**Instructions to follow:**
Output all of the records exactly as written.

**Extracted records:**
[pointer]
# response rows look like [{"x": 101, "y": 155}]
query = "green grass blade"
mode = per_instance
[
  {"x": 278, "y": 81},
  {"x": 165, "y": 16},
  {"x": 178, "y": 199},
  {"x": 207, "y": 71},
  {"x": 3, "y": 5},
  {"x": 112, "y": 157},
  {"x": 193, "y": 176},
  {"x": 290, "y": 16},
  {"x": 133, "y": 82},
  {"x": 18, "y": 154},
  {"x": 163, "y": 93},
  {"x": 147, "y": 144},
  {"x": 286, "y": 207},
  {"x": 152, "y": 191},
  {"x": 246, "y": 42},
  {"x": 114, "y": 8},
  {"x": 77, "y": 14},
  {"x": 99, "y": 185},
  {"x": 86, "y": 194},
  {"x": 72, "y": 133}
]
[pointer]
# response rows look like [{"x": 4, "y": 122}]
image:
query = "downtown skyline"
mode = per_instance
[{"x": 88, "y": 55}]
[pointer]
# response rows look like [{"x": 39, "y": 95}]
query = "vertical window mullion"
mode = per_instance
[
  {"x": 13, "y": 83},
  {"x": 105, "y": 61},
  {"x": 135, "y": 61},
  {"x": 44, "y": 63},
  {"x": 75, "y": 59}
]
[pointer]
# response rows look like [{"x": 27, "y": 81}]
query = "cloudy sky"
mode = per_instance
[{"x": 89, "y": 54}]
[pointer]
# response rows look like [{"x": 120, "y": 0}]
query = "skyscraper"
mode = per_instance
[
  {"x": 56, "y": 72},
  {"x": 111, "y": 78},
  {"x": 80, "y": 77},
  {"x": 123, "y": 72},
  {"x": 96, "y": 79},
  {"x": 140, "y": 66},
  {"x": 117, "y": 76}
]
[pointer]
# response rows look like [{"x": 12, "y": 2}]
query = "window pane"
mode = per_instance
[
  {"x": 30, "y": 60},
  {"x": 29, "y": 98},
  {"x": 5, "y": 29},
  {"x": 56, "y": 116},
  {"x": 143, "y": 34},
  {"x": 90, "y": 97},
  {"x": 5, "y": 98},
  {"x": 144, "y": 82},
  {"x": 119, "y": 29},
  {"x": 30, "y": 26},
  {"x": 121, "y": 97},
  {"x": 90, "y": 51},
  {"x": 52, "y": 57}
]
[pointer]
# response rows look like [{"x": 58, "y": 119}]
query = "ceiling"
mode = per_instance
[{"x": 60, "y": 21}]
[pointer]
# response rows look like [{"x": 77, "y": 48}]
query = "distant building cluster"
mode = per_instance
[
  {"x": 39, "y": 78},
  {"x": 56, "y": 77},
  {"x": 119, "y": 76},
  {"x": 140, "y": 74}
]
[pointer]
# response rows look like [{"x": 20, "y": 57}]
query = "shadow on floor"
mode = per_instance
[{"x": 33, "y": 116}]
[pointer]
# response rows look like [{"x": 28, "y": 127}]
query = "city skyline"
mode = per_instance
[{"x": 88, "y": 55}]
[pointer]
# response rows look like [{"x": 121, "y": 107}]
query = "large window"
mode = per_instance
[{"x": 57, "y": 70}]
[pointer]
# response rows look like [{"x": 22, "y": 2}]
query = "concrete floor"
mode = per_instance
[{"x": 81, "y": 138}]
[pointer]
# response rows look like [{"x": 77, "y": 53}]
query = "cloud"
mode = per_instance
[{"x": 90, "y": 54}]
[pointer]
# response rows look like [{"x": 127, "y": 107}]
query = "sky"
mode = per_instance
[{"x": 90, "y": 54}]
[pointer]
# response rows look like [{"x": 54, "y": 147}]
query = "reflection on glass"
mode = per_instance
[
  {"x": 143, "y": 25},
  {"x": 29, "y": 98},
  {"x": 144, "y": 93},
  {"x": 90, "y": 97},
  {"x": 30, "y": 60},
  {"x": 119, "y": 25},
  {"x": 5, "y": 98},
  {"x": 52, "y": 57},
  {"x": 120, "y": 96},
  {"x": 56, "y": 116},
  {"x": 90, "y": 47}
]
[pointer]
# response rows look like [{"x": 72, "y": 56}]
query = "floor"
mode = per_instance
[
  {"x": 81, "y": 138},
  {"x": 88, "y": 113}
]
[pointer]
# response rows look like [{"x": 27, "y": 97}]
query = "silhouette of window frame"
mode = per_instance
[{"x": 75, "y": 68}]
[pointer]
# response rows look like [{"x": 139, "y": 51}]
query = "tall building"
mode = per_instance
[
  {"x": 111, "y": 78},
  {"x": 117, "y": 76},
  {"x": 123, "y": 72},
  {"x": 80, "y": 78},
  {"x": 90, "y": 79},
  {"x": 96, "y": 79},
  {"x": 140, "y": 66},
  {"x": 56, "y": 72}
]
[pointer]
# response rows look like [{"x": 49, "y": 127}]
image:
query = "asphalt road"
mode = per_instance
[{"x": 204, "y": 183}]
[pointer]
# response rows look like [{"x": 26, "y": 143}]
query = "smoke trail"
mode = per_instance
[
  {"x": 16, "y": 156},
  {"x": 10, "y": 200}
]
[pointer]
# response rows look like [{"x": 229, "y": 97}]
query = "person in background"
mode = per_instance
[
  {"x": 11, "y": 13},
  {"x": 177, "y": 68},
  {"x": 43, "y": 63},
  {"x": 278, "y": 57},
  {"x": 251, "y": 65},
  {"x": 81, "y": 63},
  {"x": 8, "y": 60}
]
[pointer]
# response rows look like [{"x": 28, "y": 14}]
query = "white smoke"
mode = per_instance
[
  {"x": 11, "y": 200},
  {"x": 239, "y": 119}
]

**Answer:**
[pointer]
# response rows look like [{"x": 101, "y": 155}]
query = "green grass blade"
mode = per_instance
[
  {"x": 278, "y": 81},
  {"x": 165, "y": 16},
  {"x": 178, "y": 199},
  {"x": 207, "y": 71},
  {"x": 3, "y": 5},
  {"x": 112, "y": 157},
  {"x": 193, "y": 176},
  {"x": 290, "y": 16},
  {"x": 133, "y": 82},
  {"x": 18, "y": 154},
  {"x": 163, "y": 93},
  {"x": 147, "y": 144},
  {"x": 286, "y": 207},
  {"x": 152, "y": 191},
  {"x": 246, "y": 42},
  {"x": 114, "y": 8},
  {"x": 77, "y": 14},
  {"x": 99, "y": 185},
  {"x": 86, "y": 194},
  {"x": 72, "y": 133}
]
[pointer]
# response rows look like [{"x": 4, "y": 122}]
image:
query = "downtown skyline"
mode = per_instance
[{"x": 88, "y": 55}]
[pointer]
# response rows look like [{"x": 39, "y": 95}]
query = "vertical window mullion"
mode = per_instance
[
  {"x": 13, "y": 83},
  {"x": 105, "y": 61},
  {"x": 135, "y": 61},
  {"x": 44, "y": 63},
  {"x": 75, "y": 59}
]
[pointer]
# response rows look like [{"x": 27, "y": 81}]
query = "cloudy sky"
mode = per_instance
[{"x": 89, "y": 54}]
[pointer]
# response rows look like [{"x": 120, "y": 0}]
query = "skyscraper"
mode = per_instance
[
  {"x": 56, "y": 72},
  {"x": 111, "y": 78},
  {"x": 80, "y": 77},
  {"x": 123, "y": 72},
  {"x": 96, "y": 79},
  {"x": 140, "y": 66},
  {"x": 117, "y": 76}
]
[pointer]
# response rows look like [{"x": 12, "y": 2}]
query = "window pane"
mode = per_instance
[
  {"x": 30, "y": 60},
  {"x": 29, "y": 98},
  {"x": 5, "y": 29},
  {"x": 56, "y": 116},
  {"x": 143, "y": 34},
  {"x": 90, "y": 97},
  {"x": 5, "y": 98},
  {"x": 144, "y": 82},
  {"x": 119, "y": 29},
  {"x": 30, "y": 26},
  {"x": 121, "y": 97},
  {"x": 90, "y": 51},
  {"x": 52, "y": 57}
]
[pointer]
# response rows look like [{"x": 58, "y": 119}]
query = "ceiling"
mode = per_instance
[{"x": 60, "y": 21}]
[pointer]
# response rows look like [{"x": 77, "y": 48}]
query = "distant building cluster"
mode = per_instance
[
  {"x": 39, "y": 78},
  {"x": 56, "y": 77},
  {"x": 119, "y": 76},
  {"x": 140, "y": 74}
]
[pointer]
# response rows look like [{"x": 20, "y": 57}]
query = "shadow on floor"
mode = per_instance
[{"x": 33, "y": 116}]
[pointer]
# response rows look like [{"x": 28, "y": 127}]
query = "city skyline"
mode = per_instance
[{"x": 88, "y": 55}]
[pointer]
# response rows look like [{"x": 121, "y": 107}]
query = "large window"
mode = per_instance
[{"x": 57, "y": 70}]
[pointer]
# response rows look like [{"x": 22, "y": 2}]
query = "concrete floor"
mode = per_instance
[{"x": 81, "y": 138}]
[pointer]
# response rows look like [{"x": 77, "y": 53}]
query = "cloud"
mode = per_instance
[{"x": 90, "y": 54}]
[pointer]
# response rows look like [{"x": 127, "y": 107}]
query = "sky"
mode = per_instance
[{"x": 90, "y": 54}]
[pointer]
# response rows look like [{"x": 54, "y": 147}]
query = "reflection on glass"
mode = per_instance
[
  {"x": 143, "y": 25},
  {"x": 29, "y": 98},
  {"x": 144, "y": 93},
  {"x": 90, "y": 97},
  {"x": 30, "y": 60},
  {"x": 119, "y": 25},
  {"x": 5, "y": 98},
  {"x": 52, "y": 57},
  {"x": 120, "y": 96},
  {"x": 56, "y": 116},
  {"x": 90, "y": 47}
]
[pointer]
# response rows look like [{"x": 72, "y": 56}]
query = "floor"
mode = per_instance
[
  {"x": 81, "y": 138},
  {"x": 88, "y": 113}
]
[pointer]
# response rows look like [{"x": 27, "y": 97}]
query = "silhouette of window frame"
mode = per_instance
[{"x": 75, "y": 68}]
[pointer]
# response rows look like [{"x": 139, "y": 51}]
query = "tall building"
mode = per_instance
[
  {"x": 111, "y": 78},
  {"x": 117, "y": 76},
  {"x": 123, "y": 72},
  {"x": 80, "y": 78},
  {"x": 90, "y": 79},
  {"x": 96, "y": 79},
  {"x": 140, "y": 66},
  {"x": 56, "y": 72}
]
[pointer]
# response rows look like [{"x": 49, "y": 127}]
image:
query = "asphalt road"
mode = per_instance
[{"x": 204, "y": 183}]
[pointer]
# response rows look like [{"x": 26, "y": 143}]
query = "smoke trail"
mode = per_instance
[
  {"x": 16, "y": 156},
  {"x": 10, "y": 200}
]
[pointer]
# response rows look like [{"x": 229, "y": 97}]
query = "person in background"
mode = per_instance
[
  {"x": 11, "y": 13},
  {"x": 177, "y": 68},
  {"x": 43, "y": 63},
  {"x": 278, "y": 57},
  {"x": 251, "y": 65},
  {"x": 81, "y": 63},
  {"x": 8, "y": 60}
]
[pointer]
# response rows look like [{"x": 28, "y": 14}]
query = "white smoke"
mode = per_instance
[
  {"x": 11, "y": 200},
  {"x": 239, "y": 119}
]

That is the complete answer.